ECLI:NL:RBDHA:2020:7506

Rechtbank Den Haag

Datum uitspraak
30 juli 2020
Publicatiedatum
7 augustus 2020
Zaaknummer
AWB 19/8366
Instantie
Rechtbank Den Haag
Type
Uitspraak
Procedures
  • Voorlopige voorziening
Vindplaatsen
  • Rechtspraak.nl
AI samenvatting door LexboostAutomatisch gegenereerd

Verzoek om voorlopige voorziening in vreemdelingenrechtelijke zaak met connexiteitsvereiste

Op 30 juli 2020 heeft de voorzieningenrechter van de Rechtbank Den Haag uitspraak gedaan in een verzoek om voorlopige voorziening, behorend bij het beroep met zaaknummer AWB 19/8366. Dit verzoek was ingediend door een verzoeker met V-nummer [V-nummer], vertegenwoordigd door zijn gemachtigde, mr. J. van Koesveld. De zaak betreft een verzoek om voorlopige voorziening in het kader van vreemdelingenrecht, waarbij de staatssecretaris van Justitie en Veiligheid als verweerder optreedt.

De voorzieningenrechter heeft in zijn overwegingen aangegeven dat, ingevolge artikel 8:81, eerste lid, van de Algemene wet bestuursrecht (Awb), een voorlopige voorziening kan worden getroffen indien onverwijlde spoed dat vereist. Echter, in deze zaak is het beroep van de verzoeker in een eerdere procedure (zaaknummer AWB 19/8365) ongegrond verklaard. Hierdoor wordt niet langer voldaan aan het connexiteitsvereiste zoals neergelegd in de Awb.

Gelet op het feit dat het connexiteitsvereiste niet meer van toepassing is, heeft de voorzieningenrechter geoordeeld dat het verzoek om voorlopige voorziening niet-ontvankelijk is. Tevens is er geen aanleiding voor een proceskostenveroordeling. De uitspraak is gedaan zonder dat partijen op een zitting zijn uitgenodigd, aangezien het verzoek kennelijk niet-ontvankelijk was. De uitspraak is gedaan door mr. M.J.L. van der Waals, in aanwezigheid van griffier mr. E. Frieling. Vanwege de coronamaatregelen is de uitspraak niet op een openbare zitting gedaan, maar zal deze later alsnog worden gepubliceerd op de website van de rechtspraak.

Uitspraak

Rechtbank DEN Haag
Bestuursrecht
zaaknummer: AWB 19/8366
uitspraak van de voorzieningenrechter van 30 juli 2020 op het verzoek om voorlopige voorziening van

[verzoeker] , verzoeker, V-nummer [V-nummer]

(gemachtigde: mr. J. van Koesveld),
tegen

de staatssecretaris van Justitie en Veiligheid, verweerder.
****************************************
▸ **Uit te voeren opdrachten**
(1) Kopieer een stuk uit de leestekst woord voor woord. Begin bij de woorden met "Op 30 juli 2020" en stop na "als verweerder optreedt.".
(2) Klopt elke stelling hieronder volgens de leestekst? Antwoord per stelling met ja of nee en citeer letterlijk de woorden uit de leestekst die de doorslag geven.
(a) Het beroep van de verzoeker in de zaak met zaaknummer AWB 19/8365 is ongegrond verklaard.
(b) Voor de uitspraak zijn de partijen op een zitting uitgenodigd.
(c) De voorzieningenrechter veroordeelt een partij in de proceskosten.
****************************************
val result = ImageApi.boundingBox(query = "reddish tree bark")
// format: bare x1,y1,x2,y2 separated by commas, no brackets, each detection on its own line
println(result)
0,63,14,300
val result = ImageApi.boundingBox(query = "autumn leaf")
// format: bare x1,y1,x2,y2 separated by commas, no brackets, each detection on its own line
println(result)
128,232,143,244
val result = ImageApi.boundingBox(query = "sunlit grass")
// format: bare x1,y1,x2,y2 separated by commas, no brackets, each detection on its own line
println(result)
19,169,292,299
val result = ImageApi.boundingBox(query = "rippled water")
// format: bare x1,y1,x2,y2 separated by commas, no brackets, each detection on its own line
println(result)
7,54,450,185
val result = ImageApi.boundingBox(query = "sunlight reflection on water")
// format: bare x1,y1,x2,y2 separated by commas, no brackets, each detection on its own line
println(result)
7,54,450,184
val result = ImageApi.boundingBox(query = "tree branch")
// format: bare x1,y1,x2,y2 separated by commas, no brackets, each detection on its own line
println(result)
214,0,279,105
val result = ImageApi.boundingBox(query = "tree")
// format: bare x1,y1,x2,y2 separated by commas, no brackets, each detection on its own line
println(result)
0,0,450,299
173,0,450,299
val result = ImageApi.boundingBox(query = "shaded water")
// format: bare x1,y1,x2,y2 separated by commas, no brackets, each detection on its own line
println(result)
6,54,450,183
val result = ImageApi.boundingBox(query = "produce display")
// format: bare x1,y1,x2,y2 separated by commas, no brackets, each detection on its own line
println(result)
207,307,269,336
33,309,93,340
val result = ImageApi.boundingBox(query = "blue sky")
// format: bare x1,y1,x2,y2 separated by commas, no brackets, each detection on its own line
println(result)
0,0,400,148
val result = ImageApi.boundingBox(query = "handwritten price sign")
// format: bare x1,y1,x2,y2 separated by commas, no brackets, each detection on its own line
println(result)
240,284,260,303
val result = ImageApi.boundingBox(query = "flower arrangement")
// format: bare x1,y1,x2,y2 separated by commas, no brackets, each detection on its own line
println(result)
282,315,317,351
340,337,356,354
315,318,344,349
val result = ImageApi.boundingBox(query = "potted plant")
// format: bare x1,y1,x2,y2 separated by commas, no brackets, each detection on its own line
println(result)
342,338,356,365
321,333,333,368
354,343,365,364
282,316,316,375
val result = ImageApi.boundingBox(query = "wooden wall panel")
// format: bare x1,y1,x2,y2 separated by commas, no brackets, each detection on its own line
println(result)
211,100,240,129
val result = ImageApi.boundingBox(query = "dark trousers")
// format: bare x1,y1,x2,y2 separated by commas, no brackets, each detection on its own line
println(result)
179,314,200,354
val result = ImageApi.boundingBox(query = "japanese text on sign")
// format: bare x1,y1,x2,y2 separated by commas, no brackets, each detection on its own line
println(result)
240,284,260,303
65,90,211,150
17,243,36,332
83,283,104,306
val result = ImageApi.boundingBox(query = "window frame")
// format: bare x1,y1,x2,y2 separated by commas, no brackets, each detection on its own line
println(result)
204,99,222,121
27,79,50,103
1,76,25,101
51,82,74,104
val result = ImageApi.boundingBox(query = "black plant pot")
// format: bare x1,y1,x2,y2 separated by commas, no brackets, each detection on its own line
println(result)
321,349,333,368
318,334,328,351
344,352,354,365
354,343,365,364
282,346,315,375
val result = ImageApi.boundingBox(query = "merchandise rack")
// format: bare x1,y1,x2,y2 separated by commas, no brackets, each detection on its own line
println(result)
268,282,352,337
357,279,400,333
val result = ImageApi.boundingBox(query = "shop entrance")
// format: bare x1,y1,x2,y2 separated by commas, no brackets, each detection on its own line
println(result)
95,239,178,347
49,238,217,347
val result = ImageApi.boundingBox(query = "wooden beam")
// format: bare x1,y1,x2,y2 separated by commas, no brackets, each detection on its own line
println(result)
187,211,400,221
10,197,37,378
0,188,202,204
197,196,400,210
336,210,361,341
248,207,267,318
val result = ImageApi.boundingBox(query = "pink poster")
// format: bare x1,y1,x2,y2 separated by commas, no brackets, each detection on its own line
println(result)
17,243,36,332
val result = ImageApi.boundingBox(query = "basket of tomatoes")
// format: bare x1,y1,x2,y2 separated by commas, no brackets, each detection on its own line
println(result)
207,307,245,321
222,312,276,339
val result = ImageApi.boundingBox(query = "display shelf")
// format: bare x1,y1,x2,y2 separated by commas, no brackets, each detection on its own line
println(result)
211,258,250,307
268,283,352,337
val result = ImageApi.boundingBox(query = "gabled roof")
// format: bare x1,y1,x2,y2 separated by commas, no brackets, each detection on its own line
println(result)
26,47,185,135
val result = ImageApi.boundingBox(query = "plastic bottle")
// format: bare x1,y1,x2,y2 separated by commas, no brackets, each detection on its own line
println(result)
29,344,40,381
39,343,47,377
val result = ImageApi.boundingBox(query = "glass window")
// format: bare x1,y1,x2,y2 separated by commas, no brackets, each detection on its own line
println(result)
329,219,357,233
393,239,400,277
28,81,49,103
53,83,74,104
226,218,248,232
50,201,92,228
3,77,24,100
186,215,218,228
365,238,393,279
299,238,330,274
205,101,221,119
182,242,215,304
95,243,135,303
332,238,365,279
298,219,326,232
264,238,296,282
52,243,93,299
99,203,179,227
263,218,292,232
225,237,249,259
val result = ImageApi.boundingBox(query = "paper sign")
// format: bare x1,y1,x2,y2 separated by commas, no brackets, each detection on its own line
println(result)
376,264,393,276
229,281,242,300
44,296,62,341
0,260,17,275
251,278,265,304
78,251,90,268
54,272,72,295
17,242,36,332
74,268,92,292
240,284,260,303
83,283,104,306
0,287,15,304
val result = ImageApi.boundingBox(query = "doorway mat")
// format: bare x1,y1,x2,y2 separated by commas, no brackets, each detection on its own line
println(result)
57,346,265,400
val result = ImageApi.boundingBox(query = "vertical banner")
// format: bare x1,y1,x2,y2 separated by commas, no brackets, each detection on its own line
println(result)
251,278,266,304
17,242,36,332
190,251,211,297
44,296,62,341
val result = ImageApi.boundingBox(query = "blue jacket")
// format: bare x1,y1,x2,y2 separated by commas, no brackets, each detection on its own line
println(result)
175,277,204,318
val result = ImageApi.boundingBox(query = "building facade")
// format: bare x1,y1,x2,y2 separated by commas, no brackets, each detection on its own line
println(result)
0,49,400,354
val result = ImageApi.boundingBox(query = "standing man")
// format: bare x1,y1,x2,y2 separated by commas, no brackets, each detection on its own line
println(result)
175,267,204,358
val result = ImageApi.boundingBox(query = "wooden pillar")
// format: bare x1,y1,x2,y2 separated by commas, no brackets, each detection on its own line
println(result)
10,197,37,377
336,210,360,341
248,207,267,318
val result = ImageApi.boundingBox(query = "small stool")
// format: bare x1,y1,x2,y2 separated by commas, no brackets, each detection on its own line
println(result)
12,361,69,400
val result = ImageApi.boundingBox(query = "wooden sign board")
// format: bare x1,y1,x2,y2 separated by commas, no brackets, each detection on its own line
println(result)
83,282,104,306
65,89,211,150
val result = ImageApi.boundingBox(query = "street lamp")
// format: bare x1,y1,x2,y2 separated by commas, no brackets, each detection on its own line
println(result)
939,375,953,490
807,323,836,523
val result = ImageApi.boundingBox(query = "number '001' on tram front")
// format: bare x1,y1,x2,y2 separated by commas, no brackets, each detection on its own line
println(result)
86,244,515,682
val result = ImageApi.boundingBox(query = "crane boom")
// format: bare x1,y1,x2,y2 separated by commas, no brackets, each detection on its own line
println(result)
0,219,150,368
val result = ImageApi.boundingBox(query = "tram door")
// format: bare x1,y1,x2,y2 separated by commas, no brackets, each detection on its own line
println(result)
****************************************
▸ **Uitwerkingen**
(1)
Op 30 juli 2020 heeft de voorzieningenrechter van de Rechtbank Den Haag uitspraak gedaan in een verzoek om voorlopige voorziening, behorend bij het beroep met zaaknummer AWB 19/8366. Dit verzoek was ingediend door een verzoeker met V-nummer [V-nummer], vertegenwoordigd door zijn gemachtigde, mr. J. van Koesveld. De zaak betreft een verzoek om voorlopige voorziening in het kader van vreemdelingenrecht, waarbij de staatssecretaris van Justitie en Veiligheid als verweerder optreedt.

(2)
(a) Ja: "in deze zaak is het beroep van de verzoeker in een eerdere procedure (zaaknummer AWB 19/8365) ongegrond verklaard."
(b) Nee: "De uitspraak is gedaan zonder dat partijen op een zitting zijn uitgenodigd"
(c) Nee: "Tevens is er geen aanleiding voor een proceskostenveroordeling."